Metadata of the additional information is attached to an object header of the object. The object header is used to store metadata for each slot of the object. In one example, the metadata specifies a location of the additional information within the object, such as a particular slot into which the additional information is stored. In another example, the metadata may comprise the additional information, and thus the additional information is stored into the object header. The metadata is attached in a manner that does not change a meaning or accessibility of useable data within in-use slots of the object. In particular, applications that are allowed to merely access user data within the object (e.g., the applications are unaware or have no reason to access the additional information) are provided with only access to the user data and are not provided with access to the metadata or additional information. Thus, these applications continue to access user data within the object in a normal manner. For application that are allowed to access both the user data and the additional information, those applications are provided with access to the user data and the metadata for identifying and accessing a location of the additional information within the object. The first rule is enforced such that user data (in-use data) is retained in an unmodified state within the object notwithstanding the metadata and/or additional information being associated with the object.

In some embodiments, a second rule is enforced for the object. The second rule specifies that related read operations are to be directed to a same version of an object. For example, an object corresponds to secondary/replicated snapshot data of a file system maintained by the computing device 702. Each time a new snapshot of the file system is created, a new version of the object is created to capture changes to the file system. In another example, since in-use data within the object is read only and unmodifiable, any modifications to slots with in-use data will result in a new version of the object being created with the modified data.

If multiple read operations are related, then those read operations should be executed upon the same version of the object for data consistency purposes. This is achieved by comparing timestamp data of the related read operations. If the timestamp data between the related read operations is mismatched, then the related read operations are retried because the related read operations were executed upon different versions of the same object. If the timestamp data between the read operations matches, then the related read operations are considered successful. In some embodiments, a first related read operation reads the object header of the object to identify a slot from which data is to be read. A second related read operation is executed to read data from the slot. The two related read operations should be executed upon the same version of the object/slot (e.g., the operations can be executed upon different versions such as where data of a current version of the object is modified between execution of the operations, thus creating a new version of the object with the modified data since the object is read only and the original data is unmodifiable within the current version of the object). Thus, timestamp data of the two related read operations is used to determine whether the two related read operations were executed upon the same version of the object/slot and thus should be considered complete or should be retried.

DATASET -

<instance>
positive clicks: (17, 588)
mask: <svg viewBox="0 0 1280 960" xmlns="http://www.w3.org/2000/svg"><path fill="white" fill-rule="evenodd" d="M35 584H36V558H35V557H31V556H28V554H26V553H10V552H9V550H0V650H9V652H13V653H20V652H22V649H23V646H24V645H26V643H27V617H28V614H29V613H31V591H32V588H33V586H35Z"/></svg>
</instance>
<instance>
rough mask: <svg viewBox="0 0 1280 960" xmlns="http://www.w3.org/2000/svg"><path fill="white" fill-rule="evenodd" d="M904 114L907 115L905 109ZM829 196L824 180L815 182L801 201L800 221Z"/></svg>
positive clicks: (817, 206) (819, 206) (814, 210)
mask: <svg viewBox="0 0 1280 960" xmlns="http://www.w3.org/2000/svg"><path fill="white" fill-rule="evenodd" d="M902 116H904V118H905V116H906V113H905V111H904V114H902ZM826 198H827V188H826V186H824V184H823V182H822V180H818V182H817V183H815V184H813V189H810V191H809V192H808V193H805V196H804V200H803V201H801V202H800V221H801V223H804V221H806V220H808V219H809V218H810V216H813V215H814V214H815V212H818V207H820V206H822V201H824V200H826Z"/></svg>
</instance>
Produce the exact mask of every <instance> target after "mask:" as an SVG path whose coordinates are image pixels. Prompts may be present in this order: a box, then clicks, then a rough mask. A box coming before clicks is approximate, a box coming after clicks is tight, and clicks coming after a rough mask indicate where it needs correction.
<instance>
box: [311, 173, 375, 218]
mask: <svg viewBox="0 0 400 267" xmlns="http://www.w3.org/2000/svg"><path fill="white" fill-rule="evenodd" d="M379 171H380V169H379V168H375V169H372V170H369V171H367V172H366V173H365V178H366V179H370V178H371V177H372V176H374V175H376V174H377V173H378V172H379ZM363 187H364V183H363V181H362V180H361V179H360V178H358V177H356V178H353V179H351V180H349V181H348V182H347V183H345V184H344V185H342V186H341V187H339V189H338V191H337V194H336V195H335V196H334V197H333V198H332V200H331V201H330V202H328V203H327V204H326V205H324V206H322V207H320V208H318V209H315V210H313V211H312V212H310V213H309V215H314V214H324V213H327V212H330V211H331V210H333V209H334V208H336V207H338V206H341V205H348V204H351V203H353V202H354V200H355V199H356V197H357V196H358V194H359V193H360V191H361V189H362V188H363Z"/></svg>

TASKS FOR THIS EXERCISE -
1. In the passage about object metadata, what happens to related read operations whose timestamp data is mismatched?
2. Reproduce the passage about object metadata word for word, starting at "In some embodiments, a second" and ending at "the modified data.".

OUTPUTS IN ORDER -
1. They are retried.

2.
In some embodiments, a second rule is enforced for the object. The second rule specifies that related read operations are to be directed to a same version of an object. For example, an object corresponds to secondary/replicated snapshot data of a file system maintained by the computing device 702. Each time a new snapshot of the file system is created, a new version of the object is created to capture changes to the file system. In another example, since in-use data within the object is read only and unmodifiable, any modifications to slots with in-use data will result in a new version of the object being created with the modified data.